## AIM OF THE EXERCISE:
Update the data below by replacing every occurrence of "pin" with "marker" and leaving everything else unchanged.

## MATERIAL PROVIDED:
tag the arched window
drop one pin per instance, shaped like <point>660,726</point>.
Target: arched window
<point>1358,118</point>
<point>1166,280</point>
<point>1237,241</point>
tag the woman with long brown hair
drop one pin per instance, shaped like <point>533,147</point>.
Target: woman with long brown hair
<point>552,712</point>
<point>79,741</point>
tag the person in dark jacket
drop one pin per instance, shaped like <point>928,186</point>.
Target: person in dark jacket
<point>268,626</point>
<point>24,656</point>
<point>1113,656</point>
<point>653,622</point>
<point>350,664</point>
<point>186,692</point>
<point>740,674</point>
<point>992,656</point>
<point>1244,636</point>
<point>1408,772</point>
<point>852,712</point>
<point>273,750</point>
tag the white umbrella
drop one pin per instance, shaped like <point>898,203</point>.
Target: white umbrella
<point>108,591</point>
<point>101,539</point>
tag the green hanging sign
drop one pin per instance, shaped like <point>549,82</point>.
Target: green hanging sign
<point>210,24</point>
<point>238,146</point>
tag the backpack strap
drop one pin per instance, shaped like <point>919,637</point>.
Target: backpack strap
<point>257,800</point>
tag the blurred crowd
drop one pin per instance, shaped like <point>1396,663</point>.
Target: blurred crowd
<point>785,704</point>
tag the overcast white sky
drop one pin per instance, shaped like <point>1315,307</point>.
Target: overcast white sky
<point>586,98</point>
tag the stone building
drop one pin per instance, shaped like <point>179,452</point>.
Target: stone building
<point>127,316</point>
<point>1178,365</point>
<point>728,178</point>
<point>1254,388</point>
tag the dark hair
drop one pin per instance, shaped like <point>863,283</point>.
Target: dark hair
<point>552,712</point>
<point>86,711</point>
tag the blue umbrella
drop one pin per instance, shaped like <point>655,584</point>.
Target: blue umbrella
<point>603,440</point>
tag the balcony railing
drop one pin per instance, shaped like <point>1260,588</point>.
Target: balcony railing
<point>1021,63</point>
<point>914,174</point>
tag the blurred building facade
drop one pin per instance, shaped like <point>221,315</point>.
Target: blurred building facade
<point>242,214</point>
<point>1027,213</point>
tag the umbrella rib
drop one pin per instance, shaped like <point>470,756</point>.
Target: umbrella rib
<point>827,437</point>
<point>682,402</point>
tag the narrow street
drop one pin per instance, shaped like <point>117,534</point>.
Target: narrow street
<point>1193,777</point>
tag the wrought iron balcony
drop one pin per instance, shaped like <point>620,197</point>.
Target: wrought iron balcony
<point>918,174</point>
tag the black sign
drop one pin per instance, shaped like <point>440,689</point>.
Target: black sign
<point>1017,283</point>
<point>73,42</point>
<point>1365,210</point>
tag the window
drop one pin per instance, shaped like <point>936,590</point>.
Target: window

## WRITTEN SOLUTION:
tag the arched window
drop one marker per instance, shaped like <point>660,726</point>.
Target: arched window
<point>1358,118</point>
<point>1166,280</point>
<point>1237,241</point>
tag the woman with long brown hair
drop one marker per instance, shaped like <point>533,147</point>.
Target: woman with long brown hair
<point>552,712</point>
<point>79,741</point>
tag the person in dark jacket
drop one marker per instance, shaped like <point>928,186</point>.
Target: person in dark jacket
<point>268,626</point>
<point>24,656</point>
<point>1113,656</point>
<point>653,622</point>
<point>350,664</point>
<point>186,692</point>
<point>740,674</point>
<point>992,656</point>
<point>1244,636</point>
<point>1408,772</point>
<point>852,712</point>
<point>273,750</point>
tag the white umbrella
drop one marker per instance, shaped like <point>898,203</point>.
Target: white umbrella
<point>108,591</point>
<point>101,539</point>
tag the green hanging sign
drop one marker per instance, shaped like <point>549,82</point>.
Target: green hanging sign
<point>210,24</point>
<point>238,146</point>
tag the backpack strap
drop one marker per instance, shaped like <point>919,637</point>.
Target: backpack strap
<point>257,800</point>
tag the blurred crowd
drop one marker per instance, shaped like <point>1396,663</point>.
Target: blurred crowd
<point>785,704</point>
tag the overcast white sky
drop one marker per instance, shaped like <point>1315,307</point>.
Target: overcast white sky
<point>586,98</point>
tag the stone building
drop one marker per instance, shaped like <point>179,452</point>.
Target: stone building
<point>127,316</point>
<point>1178,365</point>
<point>728,178</point>
<point>1254,388</point>
tag the dark hair
drop one marker per instance, shaped like <point>863,283</point>.
Target: dark hair
<point>552,712</point>
<point>86,711</point>
tag the blue umbrella
drop one marker per instance, shaped like <point>655,584</point>.
Target: blue umbrella
<point>603,440</point>
tag the balcony railing
drop one marker per instance, shaped like <point>1260,588</point>.
Target: balcony railing
<point>1021,63</point>
<point>914,174</point>
tag the blurred building facade
drop one marker per instance, shaped like <point>221,315</point>.
Target: blurred building facade
<point>242,214</point>
<point>1027,213</point>
tag the umbrella rib
drop one marker per instance, shaped like <point>470,756</point>.
Target: umbrella rib
<point>827,437</point>
<point>682,402</point>
tag the narrow street
drop one marker per instance, shaped like <point>117,534</point>.
Target: narrow street
<point>1193,777</point>
tag the wrought iron balcony
drop one marker per instance, shaped like <point>620,197</point>.
Target: wrought iron balcony
<point>918,174</point>
tag the black sign
drop one marker per instance, shaped like <point>440,689</point>.
Target: black sign
<point>1017,283</point>
<point>73,42</point>
<point>1365,210</point>
tag the window
drop one marker per instance, shaped like <point>936,590</point>.
Target: window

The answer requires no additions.